> _What this task involves_: Within the data below, copy each line where the string "blue" is found.

Dataset entries
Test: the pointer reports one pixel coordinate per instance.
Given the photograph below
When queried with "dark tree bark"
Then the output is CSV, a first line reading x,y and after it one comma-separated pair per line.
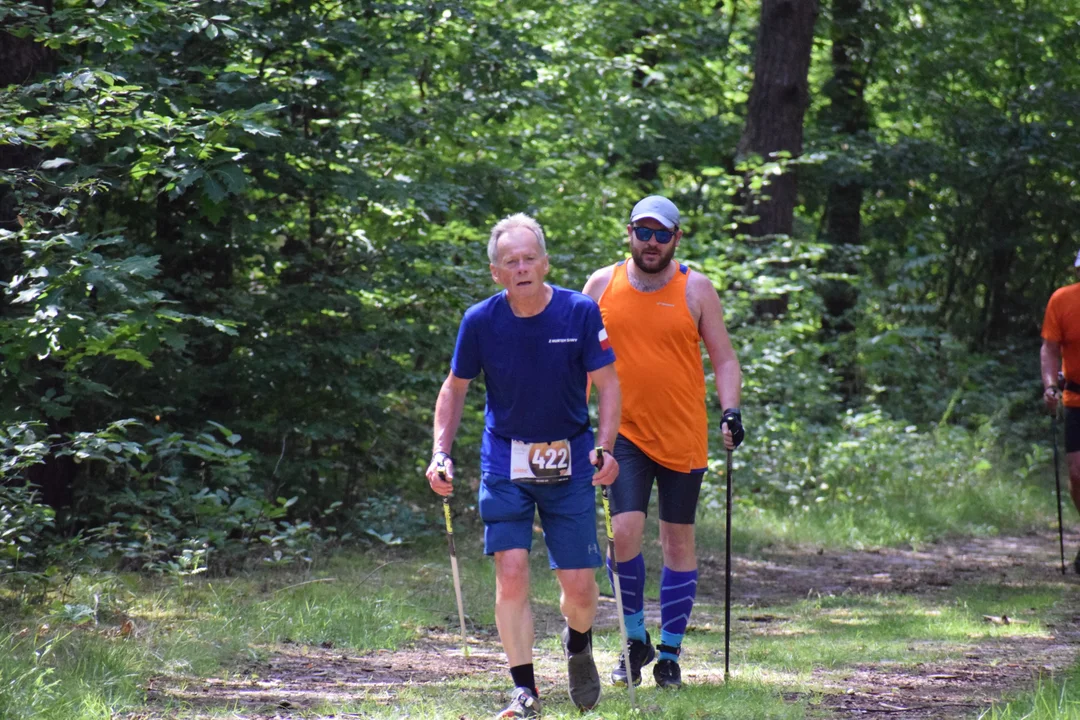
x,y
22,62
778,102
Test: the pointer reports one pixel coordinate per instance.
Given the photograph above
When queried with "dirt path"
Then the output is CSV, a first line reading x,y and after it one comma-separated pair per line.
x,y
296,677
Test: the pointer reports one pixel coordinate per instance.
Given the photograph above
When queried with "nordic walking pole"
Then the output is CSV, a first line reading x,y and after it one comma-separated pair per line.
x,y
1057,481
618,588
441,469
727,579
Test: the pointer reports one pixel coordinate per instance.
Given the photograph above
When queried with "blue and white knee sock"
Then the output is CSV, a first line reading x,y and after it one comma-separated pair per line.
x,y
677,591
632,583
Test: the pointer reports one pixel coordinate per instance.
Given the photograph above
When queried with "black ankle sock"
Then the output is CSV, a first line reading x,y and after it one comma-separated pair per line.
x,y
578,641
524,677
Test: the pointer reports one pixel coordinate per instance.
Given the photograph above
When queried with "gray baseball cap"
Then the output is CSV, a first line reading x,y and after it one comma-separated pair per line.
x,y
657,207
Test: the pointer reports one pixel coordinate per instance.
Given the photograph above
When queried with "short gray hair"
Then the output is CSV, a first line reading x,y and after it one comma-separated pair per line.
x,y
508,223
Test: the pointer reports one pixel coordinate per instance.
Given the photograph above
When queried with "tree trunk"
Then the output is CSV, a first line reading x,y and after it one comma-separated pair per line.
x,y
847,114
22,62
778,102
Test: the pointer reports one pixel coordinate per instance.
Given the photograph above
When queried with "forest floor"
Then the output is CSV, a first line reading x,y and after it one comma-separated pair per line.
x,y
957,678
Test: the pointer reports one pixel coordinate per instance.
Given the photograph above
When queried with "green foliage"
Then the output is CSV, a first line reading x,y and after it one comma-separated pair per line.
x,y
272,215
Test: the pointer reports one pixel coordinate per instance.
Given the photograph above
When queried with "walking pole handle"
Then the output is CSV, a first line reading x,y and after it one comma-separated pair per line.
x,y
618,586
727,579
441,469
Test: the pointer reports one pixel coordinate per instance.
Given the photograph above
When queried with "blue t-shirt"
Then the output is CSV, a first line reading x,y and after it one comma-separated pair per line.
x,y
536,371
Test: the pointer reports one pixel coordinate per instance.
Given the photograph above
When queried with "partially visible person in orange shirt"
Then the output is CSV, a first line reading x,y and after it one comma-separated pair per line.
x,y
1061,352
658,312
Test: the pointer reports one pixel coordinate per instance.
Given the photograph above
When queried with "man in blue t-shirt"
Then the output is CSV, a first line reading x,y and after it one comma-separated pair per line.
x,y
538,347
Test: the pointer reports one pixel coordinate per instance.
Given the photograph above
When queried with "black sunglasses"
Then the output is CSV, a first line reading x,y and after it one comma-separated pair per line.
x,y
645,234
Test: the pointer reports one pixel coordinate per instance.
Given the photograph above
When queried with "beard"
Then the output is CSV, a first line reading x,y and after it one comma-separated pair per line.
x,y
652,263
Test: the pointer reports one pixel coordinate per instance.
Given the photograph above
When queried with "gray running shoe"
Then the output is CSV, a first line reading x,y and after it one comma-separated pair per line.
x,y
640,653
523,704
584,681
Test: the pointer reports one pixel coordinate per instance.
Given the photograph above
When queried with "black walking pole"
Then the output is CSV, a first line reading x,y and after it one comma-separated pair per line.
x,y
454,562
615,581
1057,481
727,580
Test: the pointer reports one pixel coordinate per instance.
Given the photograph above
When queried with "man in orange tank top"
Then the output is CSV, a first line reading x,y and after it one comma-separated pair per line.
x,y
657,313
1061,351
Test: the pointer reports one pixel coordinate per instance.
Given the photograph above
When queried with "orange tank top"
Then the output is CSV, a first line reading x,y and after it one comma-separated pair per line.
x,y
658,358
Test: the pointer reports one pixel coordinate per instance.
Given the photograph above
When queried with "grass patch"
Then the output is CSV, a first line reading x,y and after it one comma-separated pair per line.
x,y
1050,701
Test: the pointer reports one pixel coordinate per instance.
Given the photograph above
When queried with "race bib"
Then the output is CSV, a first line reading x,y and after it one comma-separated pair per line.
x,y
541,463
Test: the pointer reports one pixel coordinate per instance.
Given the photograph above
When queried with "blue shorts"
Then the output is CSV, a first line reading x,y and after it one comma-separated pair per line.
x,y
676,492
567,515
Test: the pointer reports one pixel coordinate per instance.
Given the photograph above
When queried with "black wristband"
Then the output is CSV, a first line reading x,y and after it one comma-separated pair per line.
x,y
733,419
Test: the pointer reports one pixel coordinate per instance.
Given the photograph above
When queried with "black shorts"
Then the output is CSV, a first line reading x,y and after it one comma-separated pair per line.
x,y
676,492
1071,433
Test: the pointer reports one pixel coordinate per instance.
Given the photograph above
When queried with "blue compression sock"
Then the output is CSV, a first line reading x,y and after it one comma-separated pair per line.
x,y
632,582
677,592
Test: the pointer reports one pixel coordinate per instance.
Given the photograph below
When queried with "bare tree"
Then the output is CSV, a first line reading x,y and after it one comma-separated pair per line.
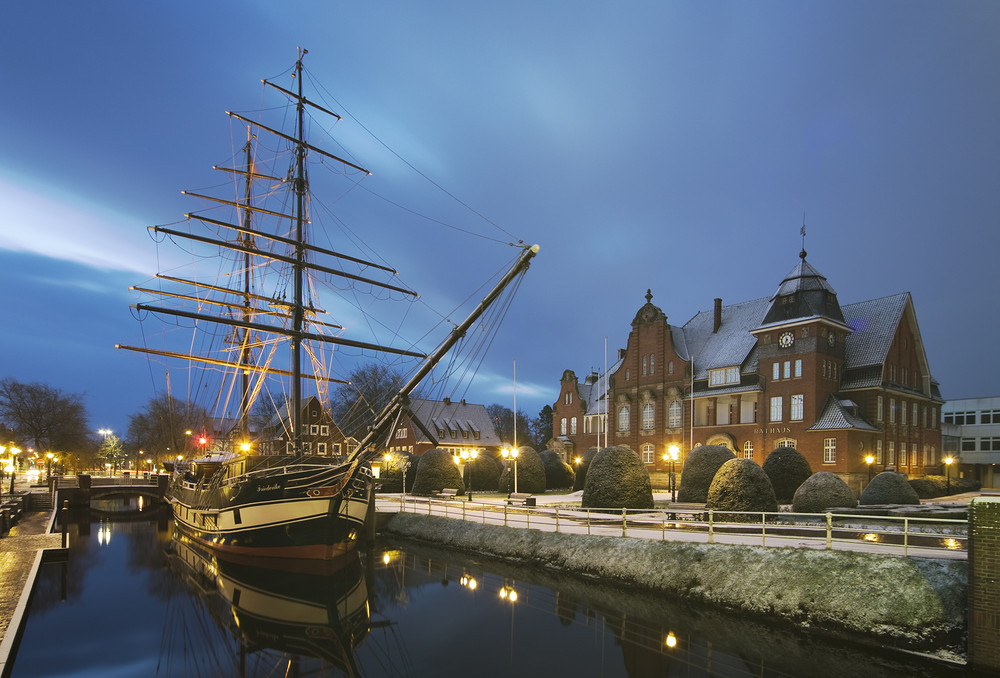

> _Task response_:
When queried with "blue and white knee sock"
When queried with "blue t-shirt"
When queried with "man in blue t-shirt"
When queried with "blue shorts"
When queried with "blue compression sock"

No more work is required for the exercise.